Goal 1
Write out the passage in the text about Loni from "Loni is a city" to "Ghaziabad Metropolitan Region.", word for word.

- Loni Location in Uttar Pradesh, India Loni Loni (India)
- Coordinates: 28°45′N 77°17′E﻿ / ﻿28.75°N 77.28°E
- Country: India
- State: Uttar Pradesh
- District: Ghaziabad
- Administrative Division: Meerut division
- Elevation: 283 m (928 ft)

Population (2011)
- • Total: 516,082
- • Rank: 91st

Languages
- • Official: Hindi, English
- Time zone: UTC+5:30 (IST)
- PIN: 201102
- Sex ratio: 871 per 1000 Males ♂/♀
- Website: www.npploni.in

= Loni, Ghaziabad =

Loni is a city near Ghaziabad in Ghaziabad district in the state of Uttar Pradesh, India. Loni is governed by Loni Municipal Council which reports to the Ghaziabad Metropolitan Region.

==Name==
The name Lonī is from the Hindi word lon, meaning "salt", which ultimately comes from Sanskrit lavaṇa. The name probably refers to the town's location in the middle of an area with abundant salt.

==History==

Loni is listed in the Ain-i-Akbari, a Mughal period document, as a pargana under the Delhi sarkar subdivision, producing a revenue of 3,278,878 dams for the imperial treasury and supplying a force of 200 infantry and 20 cavalry. It had a brick fort at the time.

Records shown
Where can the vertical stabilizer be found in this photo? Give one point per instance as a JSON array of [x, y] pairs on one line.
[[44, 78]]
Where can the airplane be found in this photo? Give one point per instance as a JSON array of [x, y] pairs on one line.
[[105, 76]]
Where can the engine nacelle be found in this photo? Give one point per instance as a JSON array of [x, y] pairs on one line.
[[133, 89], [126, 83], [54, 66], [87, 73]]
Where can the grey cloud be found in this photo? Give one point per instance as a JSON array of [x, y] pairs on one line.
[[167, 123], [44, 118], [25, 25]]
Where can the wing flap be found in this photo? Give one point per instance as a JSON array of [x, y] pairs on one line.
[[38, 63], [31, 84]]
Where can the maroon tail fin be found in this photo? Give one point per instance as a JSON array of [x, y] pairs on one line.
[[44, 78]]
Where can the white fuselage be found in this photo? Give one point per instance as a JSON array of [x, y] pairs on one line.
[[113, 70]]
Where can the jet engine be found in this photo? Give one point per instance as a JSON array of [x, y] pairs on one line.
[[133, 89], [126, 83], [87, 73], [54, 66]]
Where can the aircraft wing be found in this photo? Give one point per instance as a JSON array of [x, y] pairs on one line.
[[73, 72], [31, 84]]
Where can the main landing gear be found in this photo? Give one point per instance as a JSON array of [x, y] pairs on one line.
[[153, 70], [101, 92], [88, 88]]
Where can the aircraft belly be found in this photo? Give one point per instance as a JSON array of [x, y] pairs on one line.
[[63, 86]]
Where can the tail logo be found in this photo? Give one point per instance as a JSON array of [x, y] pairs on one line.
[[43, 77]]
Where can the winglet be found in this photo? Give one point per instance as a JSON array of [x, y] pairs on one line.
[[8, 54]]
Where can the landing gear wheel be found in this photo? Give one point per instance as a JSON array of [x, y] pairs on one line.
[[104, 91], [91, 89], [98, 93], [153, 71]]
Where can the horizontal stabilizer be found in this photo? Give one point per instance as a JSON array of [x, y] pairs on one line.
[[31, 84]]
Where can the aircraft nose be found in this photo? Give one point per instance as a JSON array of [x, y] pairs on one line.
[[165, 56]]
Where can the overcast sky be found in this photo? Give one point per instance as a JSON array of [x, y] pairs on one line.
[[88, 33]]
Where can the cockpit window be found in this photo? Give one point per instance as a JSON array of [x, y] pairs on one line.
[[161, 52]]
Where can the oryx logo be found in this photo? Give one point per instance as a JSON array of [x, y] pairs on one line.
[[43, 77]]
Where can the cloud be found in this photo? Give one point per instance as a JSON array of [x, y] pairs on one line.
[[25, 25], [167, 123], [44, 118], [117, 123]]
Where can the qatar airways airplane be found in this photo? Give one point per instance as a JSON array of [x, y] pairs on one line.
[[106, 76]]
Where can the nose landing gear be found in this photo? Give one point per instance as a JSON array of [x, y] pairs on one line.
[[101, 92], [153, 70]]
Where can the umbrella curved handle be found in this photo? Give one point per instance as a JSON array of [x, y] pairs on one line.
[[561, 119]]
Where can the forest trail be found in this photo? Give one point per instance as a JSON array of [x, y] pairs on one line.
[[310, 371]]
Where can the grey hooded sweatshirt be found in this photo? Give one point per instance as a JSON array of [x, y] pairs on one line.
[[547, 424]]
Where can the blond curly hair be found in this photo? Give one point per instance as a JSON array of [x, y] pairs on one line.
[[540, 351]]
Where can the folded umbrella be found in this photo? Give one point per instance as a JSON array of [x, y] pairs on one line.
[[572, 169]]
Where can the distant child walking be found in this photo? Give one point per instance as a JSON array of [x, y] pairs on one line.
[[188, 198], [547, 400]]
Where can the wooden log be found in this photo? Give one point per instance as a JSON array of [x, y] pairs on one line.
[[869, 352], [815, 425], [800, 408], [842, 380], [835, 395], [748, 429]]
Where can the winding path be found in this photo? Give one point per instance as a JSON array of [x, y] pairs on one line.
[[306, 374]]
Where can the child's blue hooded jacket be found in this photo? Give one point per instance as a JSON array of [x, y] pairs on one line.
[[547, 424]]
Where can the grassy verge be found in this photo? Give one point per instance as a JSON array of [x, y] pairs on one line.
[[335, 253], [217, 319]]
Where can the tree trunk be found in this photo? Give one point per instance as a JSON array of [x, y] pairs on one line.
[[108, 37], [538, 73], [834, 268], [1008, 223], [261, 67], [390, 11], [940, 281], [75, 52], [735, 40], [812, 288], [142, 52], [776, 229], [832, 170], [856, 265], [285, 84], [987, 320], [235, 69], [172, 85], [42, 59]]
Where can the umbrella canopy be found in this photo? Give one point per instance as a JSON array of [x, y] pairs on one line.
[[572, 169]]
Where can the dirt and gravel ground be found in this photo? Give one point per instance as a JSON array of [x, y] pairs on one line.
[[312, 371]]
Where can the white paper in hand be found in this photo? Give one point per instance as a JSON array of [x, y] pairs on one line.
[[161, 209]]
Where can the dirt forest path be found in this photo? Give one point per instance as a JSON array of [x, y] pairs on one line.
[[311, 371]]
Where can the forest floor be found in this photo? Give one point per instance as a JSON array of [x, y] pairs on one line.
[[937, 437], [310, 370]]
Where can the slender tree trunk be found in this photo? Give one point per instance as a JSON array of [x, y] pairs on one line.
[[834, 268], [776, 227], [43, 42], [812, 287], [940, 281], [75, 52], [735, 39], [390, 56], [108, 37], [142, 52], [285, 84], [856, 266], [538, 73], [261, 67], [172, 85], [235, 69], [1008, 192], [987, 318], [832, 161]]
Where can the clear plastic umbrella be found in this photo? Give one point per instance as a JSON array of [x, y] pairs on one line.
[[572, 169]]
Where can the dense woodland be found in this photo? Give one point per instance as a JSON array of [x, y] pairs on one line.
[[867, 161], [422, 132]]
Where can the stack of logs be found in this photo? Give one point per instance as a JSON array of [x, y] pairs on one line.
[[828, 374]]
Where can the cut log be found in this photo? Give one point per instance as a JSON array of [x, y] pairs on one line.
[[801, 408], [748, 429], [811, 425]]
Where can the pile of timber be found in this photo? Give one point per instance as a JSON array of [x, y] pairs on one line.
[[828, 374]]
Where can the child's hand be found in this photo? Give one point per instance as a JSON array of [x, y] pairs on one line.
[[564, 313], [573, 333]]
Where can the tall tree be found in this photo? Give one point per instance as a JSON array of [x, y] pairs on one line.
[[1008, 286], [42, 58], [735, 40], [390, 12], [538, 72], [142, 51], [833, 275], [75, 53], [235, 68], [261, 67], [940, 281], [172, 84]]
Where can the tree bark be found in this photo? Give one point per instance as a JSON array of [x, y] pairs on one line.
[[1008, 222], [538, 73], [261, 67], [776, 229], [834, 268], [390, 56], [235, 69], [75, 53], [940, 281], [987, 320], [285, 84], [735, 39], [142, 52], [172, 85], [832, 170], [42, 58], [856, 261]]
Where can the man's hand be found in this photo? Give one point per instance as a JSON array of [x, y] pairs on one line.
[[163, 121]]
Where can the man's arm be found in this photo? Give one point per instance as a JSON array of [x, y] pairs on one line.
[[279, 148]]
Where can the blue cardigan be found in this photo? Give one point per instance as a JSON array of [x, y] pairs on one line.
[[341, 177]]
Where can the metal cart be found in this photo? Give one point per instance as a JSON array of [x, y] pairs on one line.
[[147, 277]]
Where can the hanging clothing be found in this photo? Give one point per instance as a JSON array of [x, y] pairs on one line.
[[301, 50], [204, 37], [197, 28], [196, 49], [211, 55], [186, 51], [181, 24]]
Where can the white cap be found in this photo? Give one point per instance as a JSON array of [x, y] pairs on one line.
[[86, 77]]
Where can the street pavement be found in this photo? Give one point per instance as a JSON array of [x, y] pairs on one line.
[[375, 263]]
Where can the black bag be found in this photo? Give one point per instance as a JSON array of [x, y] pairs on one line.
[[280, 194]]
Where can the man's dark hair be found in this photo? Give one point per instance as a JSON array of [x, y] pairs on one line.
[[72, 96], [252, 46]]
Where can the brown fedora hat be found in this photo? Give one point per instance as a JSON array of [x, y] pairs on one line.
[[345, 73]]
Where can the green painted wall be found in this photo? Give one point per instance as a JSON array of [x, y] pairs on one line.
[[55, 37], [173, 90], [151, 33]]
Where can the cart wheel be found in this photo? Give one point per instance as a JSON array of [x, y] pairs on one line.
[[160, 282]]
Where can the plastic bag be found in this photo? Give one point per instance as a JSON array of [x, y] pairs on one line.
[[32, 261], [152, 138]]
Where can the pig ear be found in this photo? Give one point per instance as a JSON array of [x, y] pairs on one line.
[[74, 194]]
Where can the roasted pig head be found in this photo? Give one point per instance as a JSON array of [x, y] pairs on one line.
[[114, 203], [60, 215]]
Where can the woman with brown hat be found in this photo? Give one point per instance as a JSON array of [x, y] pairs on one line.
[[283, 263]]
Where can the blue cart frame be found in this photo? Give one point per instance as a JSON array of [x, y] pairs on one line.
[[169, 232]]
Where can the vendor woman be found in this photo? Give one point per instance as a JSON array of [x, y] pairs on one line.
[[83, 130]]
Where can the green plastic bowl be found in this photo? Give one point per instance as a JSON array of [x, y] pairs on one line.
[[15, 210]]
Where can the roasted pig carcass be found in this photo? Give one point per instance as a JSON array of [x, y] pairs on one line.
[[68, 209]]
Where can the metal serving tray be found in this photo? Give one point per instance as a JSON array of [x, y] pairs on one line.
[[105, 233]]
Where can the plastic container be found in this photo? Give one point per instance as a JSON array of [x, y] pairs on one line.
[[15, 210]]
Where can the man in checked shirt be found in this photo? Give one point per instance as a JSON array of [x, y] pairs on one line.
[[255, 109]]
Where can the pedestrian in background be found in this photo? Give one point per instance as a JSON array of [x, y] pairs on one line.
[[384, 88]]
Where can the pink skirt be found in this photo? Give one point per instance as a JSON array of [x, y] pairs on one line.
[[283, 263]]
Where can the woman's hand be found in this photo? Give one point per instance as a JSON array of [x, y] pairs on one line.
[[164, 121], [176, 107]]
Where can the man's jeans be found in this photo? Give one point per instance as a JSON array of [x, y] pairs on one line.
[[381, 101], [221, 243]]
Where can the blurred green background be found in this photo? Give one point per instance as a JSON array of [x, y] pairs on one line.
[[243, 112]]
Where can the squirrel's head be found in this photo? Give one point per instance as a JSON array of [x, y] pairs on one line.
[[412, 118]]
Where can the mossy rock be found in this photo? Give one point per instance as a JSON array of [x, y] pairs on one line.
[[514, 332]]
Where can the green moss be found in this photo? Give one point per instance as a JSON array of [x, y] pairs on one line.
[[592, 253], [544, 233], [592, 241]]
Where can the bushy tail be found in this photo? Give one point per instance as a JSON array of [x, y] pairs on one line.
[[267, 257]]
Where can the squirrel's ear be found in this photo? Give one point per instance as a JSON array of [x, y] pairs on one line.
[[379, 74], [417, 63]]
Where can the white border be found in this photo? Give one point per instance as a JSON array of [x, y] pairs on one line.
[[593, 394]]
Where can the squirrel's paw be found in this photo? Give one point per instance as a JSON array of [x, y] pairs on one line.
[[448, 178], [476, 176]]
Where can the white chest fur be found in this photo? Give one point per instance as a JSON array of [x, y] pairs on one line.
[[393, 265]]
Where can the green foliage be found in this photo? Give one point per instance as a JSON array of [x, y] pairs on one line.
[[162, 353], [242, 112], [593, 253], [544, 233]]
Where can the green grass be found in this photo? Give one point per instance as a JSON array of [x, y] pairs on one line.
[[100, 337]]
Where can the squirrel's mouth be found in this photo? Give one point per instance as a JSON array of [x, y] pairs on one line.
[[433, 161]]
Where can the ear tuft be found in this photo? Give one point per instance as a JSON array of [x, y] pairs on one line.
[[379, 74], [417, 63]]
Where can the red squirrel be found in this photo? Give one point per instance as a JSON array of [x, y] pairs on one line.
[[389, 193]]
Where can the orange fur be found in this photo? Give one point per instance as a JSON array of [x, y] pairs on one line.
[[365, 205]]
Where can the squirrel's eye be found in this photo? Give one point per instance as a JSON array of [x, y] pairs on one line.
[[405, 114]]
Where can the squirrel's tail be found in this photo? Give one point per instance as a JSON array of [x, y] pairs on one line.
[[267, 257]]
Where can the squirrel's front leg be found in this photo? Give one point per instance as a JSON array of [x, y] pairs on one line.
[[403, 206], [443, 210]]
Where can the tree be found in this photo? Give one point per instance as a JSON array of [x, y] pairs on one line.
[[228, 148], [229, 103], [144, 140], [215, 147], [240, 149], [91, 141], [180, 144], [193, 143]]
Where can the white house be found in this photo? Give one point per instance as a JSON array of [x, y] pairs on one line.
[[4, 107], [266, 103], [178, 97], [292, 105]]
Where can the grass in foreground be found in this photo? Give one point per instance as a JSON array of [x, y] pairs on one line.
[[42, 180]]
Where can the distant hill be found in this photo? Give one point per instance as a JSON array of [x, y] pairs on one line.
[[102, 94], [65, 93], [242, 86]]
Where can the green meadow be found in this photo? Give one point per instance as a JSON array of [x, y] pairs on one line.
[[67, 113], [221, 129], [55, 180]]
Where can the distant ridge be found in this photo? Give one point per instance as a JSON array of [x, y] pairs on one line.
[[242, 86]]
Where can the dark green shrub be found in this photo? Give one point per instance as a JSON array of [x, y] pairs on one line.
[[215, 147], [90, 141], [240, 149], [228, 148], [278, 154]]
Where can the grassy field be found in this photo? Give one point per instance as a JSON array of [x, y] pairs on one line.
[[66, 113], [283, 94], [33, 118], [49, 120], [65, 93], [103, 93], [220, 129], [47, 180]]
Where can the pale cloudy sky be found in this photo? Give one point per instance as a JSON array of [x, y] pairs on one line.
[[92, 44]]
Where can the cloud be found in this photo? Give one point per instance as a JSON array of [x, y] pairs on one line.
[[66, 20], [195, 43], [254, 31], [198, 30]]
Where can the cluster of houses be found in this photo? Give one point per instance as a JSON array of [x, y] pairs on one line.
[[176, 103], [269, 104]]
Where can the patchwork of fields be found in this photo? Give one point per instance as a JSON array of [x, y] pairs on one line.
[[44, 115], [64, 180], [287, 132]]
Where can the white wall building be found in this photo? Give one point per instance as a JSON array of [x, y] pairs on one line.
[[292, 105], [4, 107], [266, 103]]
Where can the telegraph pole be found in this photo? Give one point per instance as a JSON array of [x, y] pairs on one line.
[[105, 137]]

Goal 2
Present the entries above, from their first line to the line with "[[73, 72], [31, 84]]", as a Markdown table with the columns Row and Line. Leave out blank lines.

Problem solution 1
Loni is a city near Ghaziabad in Ghaziabad district in the state of Uttar Pradesh, India. Loni is governed by Loni Municipal Council which reports to the Ghaziabad Metropolitan Region.

Problem solution 2
| Row | Line |
|---|---|
| 1 | Where can the vertical stabilizer be found in this photo? Give one point per instance as a JSON array of [x, y] pairs on one line. |
| 2 | [[44, 78]] |
| 3 | Where can the airplane be found in this photo? Give one point per instance as a JSON array of [x, y] pairs on one line. |
| 4 | [[105, 76]] |
| 5 | Where can the engine nacelle be found in this photo? Give one point per instance as a JSON array of [x, y] pairs on one line. |
| 6 | [[133, 89], [126, 83], [54, 66], [87, 73]] |
| 7 | Where can the grey cloud be found in this photo? Give one point per instance as a JSON array of [x, y] pairs on one line. |
| 8 | [[167, 123], [44, 118], [25, 25]] |
| 9 | Where can the wing flap be found in this photo? Give one point per instance as a JSON array of [x, y] pairs on one line. |
| 10 | [[38, 63], [31, 84]] |
| 11 | Where can the maroon tail fin be found in this photo? Give one point per instance as a JSON array of [x, y] pairs on one line. |
| 12 | [[44, 78]] |
| 13 | Where can the white fuselage be found in this photo? Give one point per instance as a JSON array of [x, y] pairs on one line. |
| 14 | [[113, 70]] |
| 15 | Where can the jet engine be found in this photo? Give one point per instance as a JSON array of [x, y] pairs on one line. |
| 16 | [[133, 89], [126, 83], [87, 73], [54, 66]] |
| 17 | Where can the aircraft wing be found in this photo? Give one point per instance as a JSON array of [x, y] pairs on one line. |
| 18 | [[73, 72], [31, 84]] |